====== Brano proposto ======
Indagini finanziarie: gli eventuali costi vanno provati

quando il fisco ricostruisce il reddito in base ad indagini finanziarie, non è detto che ad eventuali “ricavi occulti” possano essere automaticamente abbinati “costi occulti”

Con sentenza n. 6425 del 21 marzo 2011 (ud. del 23 febbraio 2011) la Corte di Cassazione si è occupata, ancora una volta, di indagini finanziarie, affermando che vanno considerati ricavi sia le operazioni attive (versamenti) che quelle passive (prelevamenti), salvo che il contribuente non provi che i versamenti sono registrati in contabilità e che i prelevamenti sono serviti per pagare determinati beneficiari, e senza che si debba procedere alla deduzione presuntiva di oneri e costi deducibili.

Il passo centrale della sentenza

Osservano i giudici “che secondo consolidato orientamento di questa Corte, da cui non vi è motivo di discostarsi, in tema di Iva (così come in tema di accertamento delle imposte sui redditi), e con riferimento all’acquisizione dei movimenti di un conto corrente bancario riconducibili ad un’attività d’impresa, debbono essere considerati ricavi sia le operazioni attive (versamenti) che quelle passive (prelevamenti), salvo che il contribuente non provi che i versamenti sono registrati in contabilità e che i prelevamenti sono serviti per pagare determinati beneficiari; e ciò senza che si debba procedere alla deduzione presuntiva di oneri e costi deducibili, giacchè, in forza della disposta inversione dell’onere della prova, grava sul contribuente l’onere di superare la contraria presunzione di legge (relativa), attestando la ricorrenza di specifici costi deducibili con concreti elementi di prova e non mediante affermazioni di carattere generale, semplici presunzioni o il richiamo all’equità (cfr. Cass. nn. 7813/10, 26312/09, 24055/09, 2821/08, 25365/07, 14 675/06)”.
====== Righe fornite ======
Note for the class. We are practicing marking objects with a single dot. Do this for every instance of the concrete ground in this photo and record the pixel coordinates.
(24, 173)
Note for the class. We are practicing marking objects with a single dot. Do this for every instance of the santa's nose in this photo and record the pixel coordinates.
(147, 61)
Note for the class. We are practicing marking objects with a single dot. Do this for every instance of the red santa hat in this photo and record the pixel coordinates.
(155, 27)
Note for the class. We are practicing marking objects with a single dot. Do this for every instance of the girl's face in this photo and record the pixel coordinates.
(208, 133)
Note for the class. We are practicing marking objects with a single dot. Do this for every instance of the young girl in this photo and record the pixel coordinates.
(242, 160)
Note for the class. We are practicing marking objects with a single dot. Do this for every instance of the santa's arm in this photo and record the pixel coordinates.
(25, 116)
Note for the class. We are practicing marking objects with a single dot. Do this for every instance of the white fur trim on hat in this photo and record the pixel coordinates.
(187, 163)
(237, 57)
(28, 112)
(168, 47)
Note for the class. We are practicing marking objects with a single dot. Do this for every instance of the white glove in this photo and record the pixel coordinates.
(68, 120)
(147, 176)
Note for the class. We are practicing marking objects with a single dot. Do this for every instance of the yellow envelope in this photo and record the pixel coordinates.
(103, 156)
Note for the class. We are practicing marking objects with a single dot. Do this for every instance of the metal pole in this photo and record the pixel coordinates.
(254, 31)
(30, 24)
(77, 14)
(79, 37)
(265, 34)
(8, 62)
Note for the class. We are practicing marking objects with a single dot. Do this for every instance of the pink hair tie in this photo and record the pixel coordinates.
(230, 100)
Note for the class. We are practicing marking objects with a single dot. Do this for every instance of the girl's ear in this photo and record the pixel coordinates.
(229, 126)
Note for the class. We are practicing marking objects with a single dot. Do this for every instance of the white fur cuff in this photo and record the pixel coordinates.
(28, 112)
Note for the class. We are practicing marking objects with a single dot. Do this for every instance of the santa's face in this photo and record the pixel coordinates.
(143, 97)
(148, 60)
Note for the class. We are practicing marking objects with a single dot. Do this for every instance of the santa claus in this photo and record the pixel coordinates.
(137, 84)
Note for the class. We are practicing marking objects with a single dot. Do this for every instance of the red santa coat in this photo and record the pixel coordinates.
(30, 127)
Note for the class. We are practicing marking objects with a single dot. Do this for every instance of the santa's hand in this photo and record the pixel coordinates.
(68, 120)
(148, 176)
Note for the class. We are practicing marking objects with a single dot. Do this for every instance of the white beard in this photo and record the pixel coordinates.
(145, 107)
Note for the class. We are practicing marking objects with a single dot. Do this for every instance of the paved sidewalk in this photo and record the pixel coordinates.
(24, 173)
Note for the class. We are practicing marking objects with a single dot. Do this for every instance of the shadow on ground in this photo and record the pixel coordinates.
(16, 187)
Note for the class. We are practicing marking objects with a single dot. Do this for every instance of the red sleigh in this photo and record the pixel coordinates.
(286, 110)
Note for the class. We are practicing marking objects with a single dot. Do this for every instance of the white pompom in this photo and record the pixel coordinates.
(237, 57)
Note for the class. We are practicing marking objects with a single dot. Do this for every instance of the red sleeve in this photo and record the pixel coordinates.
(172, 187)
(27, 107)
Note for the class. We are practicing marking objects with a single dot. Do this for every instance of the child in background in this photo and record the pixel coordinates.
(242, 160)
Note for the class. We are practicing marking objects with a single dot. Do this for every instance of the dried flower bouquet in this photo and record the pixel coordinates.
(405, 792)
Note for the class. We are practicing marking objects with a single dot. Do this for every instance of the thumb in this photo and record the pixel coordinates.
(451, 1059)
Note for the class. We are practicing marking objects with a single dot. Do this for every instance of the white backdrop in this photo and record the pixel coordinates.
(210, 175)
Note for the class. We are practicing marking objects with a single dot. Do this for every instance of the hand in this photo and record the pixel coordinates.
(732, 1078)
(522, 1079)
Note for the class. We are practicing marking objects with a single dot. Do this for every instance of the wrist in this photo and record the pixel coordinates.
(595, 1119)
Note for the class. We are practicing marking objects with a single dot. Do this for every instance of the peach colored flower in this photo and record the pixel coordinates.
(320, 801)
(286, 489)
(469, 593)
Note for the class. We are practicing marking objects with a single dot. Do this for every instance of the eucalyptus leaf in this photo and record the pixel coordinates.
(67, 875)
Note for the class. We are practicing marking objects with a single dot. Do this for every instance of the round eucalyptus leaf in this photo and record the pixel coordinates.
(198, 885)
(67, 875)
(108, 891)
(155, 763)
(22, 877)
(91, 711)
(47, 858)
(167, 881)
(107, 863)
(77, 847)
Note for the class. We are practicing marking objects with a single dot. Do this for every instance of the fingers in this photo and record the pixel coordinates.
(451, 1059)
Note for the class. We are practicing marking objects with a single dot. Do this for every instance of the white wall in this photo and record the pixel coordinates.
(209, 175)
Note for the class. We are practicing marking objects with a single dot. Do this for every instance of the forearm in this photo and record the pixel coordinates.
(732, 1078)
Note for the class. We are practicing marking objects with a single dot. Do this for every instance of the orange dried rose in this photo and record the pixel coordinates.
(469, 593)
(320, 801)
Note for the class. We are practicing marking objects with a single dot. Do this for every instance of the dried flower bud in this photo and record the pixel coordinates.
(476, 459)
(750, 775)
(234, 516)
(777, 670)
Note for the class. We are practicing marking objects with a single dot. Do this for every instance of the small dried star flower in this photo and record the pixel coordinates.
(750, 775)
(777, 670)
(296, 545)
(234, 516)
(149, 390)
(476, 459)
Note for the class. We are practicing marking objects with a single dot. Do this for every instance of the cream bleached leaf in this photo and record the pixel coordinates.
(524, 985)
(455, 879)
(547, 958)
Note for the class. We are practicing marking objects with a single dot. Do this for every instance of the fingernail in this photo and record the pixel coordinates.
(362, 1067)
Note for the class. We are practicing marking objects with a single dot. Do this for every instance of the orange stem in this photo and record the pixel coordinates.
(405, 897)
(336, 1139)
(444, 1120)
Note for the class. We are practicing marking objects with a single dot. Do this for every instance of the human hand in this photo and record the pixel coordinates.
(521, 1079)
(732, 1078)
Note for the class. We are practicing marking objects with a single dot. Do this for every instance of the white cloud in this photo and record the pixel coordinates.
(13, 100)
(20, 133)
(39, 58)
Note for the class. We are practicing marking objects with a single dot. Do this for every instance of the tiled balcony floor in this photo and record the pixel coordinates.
======
* _Esercizi proposti_:
A – Inserisci in una lista JSON di stringhe, una per ciascuna riga e senza righe vuote, tutte le righe fornite che vanno da quella contenente "of the fingernail" fino a quella contenente "(362, 1067)", entrambe comprese.
B – Prosegui il brano sulla sentenza della Cassazione in materia di indagini finanziarie, riprendendo subito dopo la sua ultima frase.
Il brano e le righe costituiscono due materiali distinti e indipendenti.

* _Le risposte_:
A –
[
  "Note for the class. We are practicing marking objects with a single dot. Do this for every instance of the fingernail in this photo and record the pixel coordinates.",
  "(362, 1067)"
]

B –
Brevi considerazioni

L’indagine creditizia e finanziaria costituisce un’autonoma attività istruttoria che può essere esercitata anche indipendentemente da precedenti attività di controllo, quali verifiche o ispezioni documentali, sia pure nell’osservanza delle regole fissate dai novellati numeri 7 degli articoli 32 del D.P.R. n. 600 del 1973 e 51 del D.P.R. n. 633 del 1972, a differenza di quanto previsto dal numero 6-bis, pur esso novellato, che invece necessitano sempre dell’attivazione di una preventiva procedura di accertamento, ispezione o verifica.

La documentazione così ottenuta sarà analizzata a cura dell’organo procedente al fine di riscontrare direttamente se le movimentazioni – attive (accreditamenti) e passive (prelevamenti) – ivi evidenziate siano o meno coerenti con la contabilità del soggetto sottoposto a controllo, ovvero non siano imponibili o non rilevino per la determinazione del reddito e/o della base imponibile Iva, come anche, con riguardo alle persone fisiche, non risultino compatibili con la loro complessiva capacità contributiva.

Qualora, invece, alle predette movimentazioni non sia possibile dare immediata rilevanza e concludenza ai fini dell’accertamento, l’ufficio procedente, pur nell’ambito delle sue autonome valutazioni discrezionali, può avviare, se lo ritiene opportuno, il contraddittorio con il contribuente.

In particolare, ai fini reddituali, il numero 2 del comma 1 dell’articolo 32 del D.P.R. n. 600 del 1973 prevede che i dati e gli elementi risultanti dai rapporti e dalle operazioni intercettati ai sensi del successivo numero 7 o rilevati secondo la particolare procedura di cui all’art. 33, c. 2 e 3, sono posti a base delle rettifiche e degli accertamenti previsti dagli artt. 38, 39, 40 e 41 se il contribuente non dimostra che ne ha tenuto conto per la determinazione del reddito soggetto ad imposta o che non hanno rilevanza allo stesso fine.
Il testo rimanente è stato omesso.